__GIVEN INSTRUCTION 1__
Format the rows from the line with "Expected behaviour: mark a point on the large" up to and including the line with "[[578, 308], [444, 25], [510, 551]]" as a numbered list, omitting blank lines.

— Start of GIVEN PASSAGE —

Epcot doesn't have as many rides to use Genie+ as other parks do, which is good and bad. On the one hand, if you are at Epcot mostly to enjoy the World Showcase pavilions and eat your way around the world rather than go on rides with long lines, then the Genie+ pass might not be necessary at all!
However, if the attractions you really want to experience typically have long wait times, then Genie+ could definitely be beneficial and improve your experience in the park.
Also, keep crowd levels in mind and the time of year you are there. If you are visiting during a busy time, Genie+ can be a valuable tool to minimize wait times and make the most of your day. On less crowded days, the standard queues might be manageable without the convenience of Genie+.
Bonus Highlight: Gideon's Bakehouse at Disney Springs
There is one last highlight that I would be remiss if I didn't mention, which is Gideon's Bakehouse at Disney Springs. If you haven't heard of Gideon's Bakehouse, they make incredible, HUGE cookies that are absolutely loaded with chocolate chips and other mix-ins. They really are some of the best store-bought cookies I have had anywhere and on par with NYC cookies like the Levain Bakery chocolate chip cookies. And the store itself is an experience. It's steampunk and gothic vibes are so original and unique - I totally love it in there.

— End of GIVEN PASSAGE —
— Start of ENTRIES PROVIDED —

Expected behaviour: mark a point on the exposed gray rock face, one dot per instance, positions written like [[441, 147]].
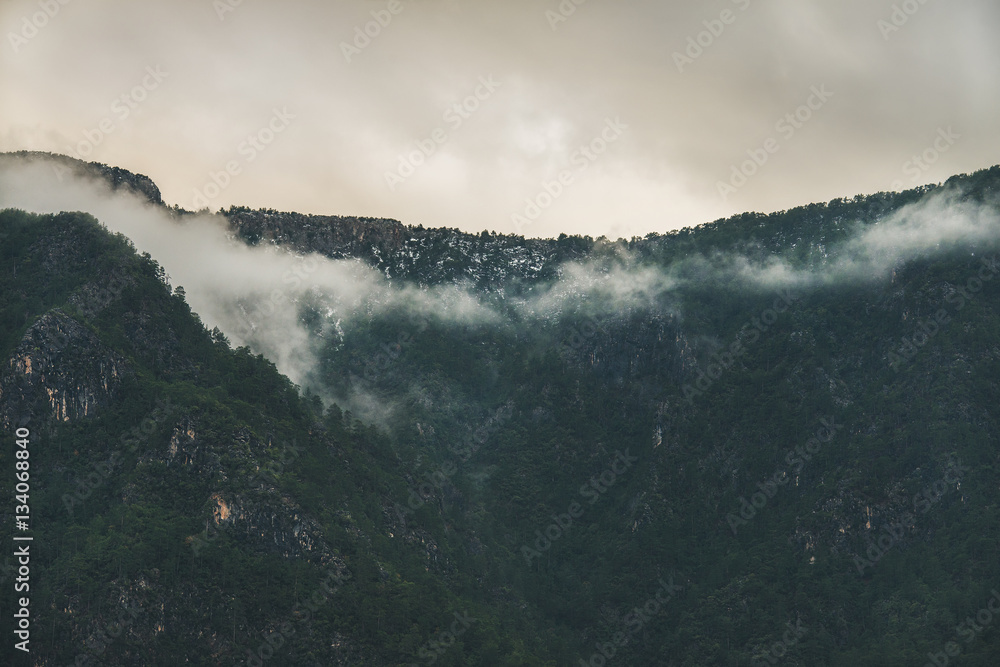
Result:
[[60, 371]]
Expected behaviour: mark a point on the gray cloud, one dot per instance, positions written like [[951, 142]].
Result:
[[354, 119]]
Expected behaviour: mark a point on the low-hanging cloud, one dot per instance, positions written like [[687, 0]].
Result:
[[257, 295]]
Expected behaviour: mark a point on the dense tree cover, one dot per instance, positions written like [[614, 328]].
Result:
[[549, 475]]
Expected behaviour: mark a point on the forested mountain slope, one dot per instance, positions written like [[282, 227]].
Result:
[[769, 438]]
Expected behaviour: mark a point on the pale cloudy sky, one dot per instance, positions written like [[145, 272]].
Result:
[[341, 121]]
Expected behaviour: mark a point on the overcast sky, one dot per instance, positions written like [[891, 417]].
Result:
[[310, 114]]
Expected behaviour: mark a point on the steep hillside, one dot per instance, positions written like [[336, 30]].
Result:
[[769, 439]]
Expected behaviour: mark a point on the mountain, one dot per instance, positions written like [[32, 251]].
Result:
[[766, 439]]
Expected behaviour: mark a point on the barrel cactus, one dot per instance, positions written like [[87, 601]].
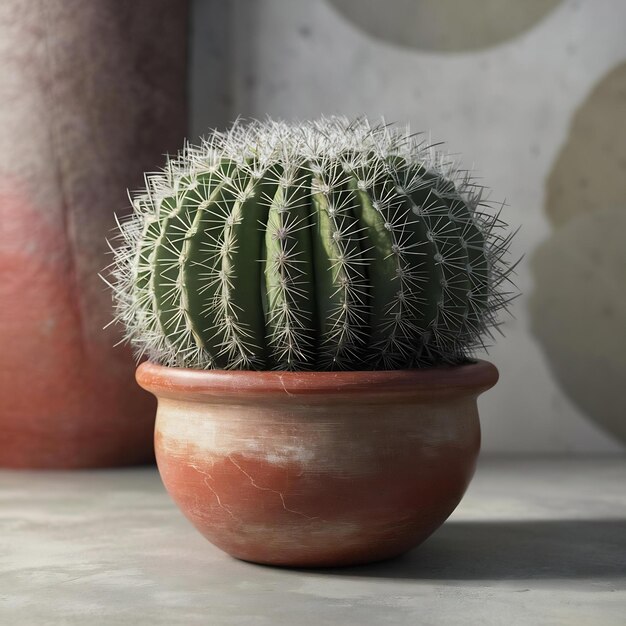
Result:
[[326, 245]]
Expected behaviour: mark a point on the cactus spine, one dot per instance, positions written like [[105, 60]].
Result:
[[320, 246]]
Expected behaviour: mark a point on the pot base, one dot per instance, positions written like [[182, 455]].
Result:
[[341, 469]]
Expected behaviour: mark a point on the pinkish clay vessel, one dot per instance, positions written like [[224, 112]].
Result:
[[317, 469]]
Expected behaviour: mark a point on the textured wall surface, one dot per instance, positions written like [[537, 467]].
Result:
[[529, 93]]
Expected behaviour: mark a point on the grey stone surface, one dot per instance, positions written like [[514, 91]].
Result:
[[535, 541]]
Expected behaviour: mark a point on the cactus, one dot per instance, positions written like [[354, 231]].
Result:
[[319, 246]]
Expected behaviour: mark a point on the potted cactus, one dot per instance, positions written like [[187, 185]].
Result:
[[309, 297]]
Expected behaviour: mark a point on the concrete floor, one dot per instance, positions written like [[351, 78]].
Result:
[[535, 541]]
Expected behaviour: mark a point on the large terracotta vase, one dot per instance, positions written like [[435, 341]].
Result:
[[317, 469], [92, 95]]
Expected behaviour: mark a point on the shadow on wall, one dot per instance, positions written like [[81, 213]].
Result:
[[578, 308], [444, 25], [510, 551]]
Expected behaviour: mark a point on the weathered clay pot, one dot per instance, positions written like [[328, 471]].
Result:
[[317, 469]]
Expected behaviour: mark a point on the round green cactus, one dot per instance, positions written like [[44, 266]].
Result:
[[317, 246]]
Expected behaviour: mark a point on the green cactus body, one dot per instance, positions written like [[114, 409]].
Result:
[[329, 245]]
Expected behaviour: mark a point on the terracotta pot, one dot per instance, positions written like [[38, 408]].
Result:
[[92, 95], [317, 469]]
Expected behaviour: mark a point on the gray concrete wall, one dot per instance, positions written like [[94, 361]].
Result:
[[533, 95]]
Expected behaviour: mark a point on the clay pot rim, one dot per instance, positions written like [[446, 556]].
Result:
[[468, 379]]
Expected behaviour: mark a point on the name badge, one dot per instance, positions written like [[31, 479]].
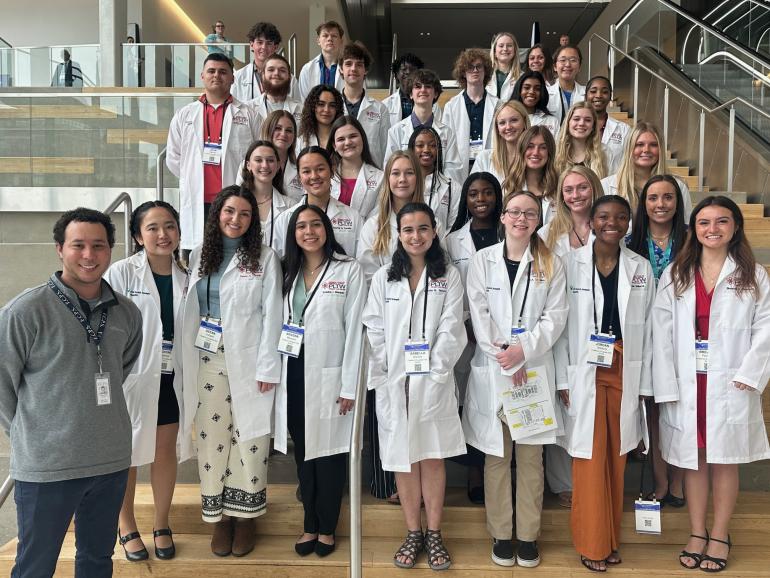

— End of ENTRIES PROVIDED —

__GIVEN INSTRUCTION 2__
Retype the Epcot passage from "Also, keep crowd" up to and including "it in there.".

__EXERCISE RESPONSE 1__
1. Expected behaviour: mark a point on the large terracotta vase, one dot per instance, positions written like [[435, 341]].
2. Result:
3. [[317, 469], [92, 95]]
4. Expected behaviour: mark a point on the shadow on wall, one dot per instance, positions written like [[81, 213]].
5. Result:
6. [[578, 308], [444, 25], [510, 551]]

__EXERCISE RESPONSE 2__
Also, keep crowd levels in mind and the time of year you are there. If you are visiting during a busy time, Genie+ can be a valuable tool to minimize wait times and make the most of your day. On less crowded days, the standard queues might be manageable without the convenience of Genie+.
Bonus Highlight: Gideon's Bakehouse at Disney Springs
There is one last highlight that I would be remiss if I didn't mention, which is Gideon's Bakehouse at Disney Springs. If you haven't heard of Gideon's Bakehouse, they make incredible, HUGE cookies that are absolutely loaded with chocolate chips and other mix-ins. They really are some of the best store-bought cookies I have had anywhere and on par with NYC cookies like the Levain Bakery chocolate chip cookies. And the store itself is an experience. It's steampunk and gothic vibes are so original and unique - I totally love it in there.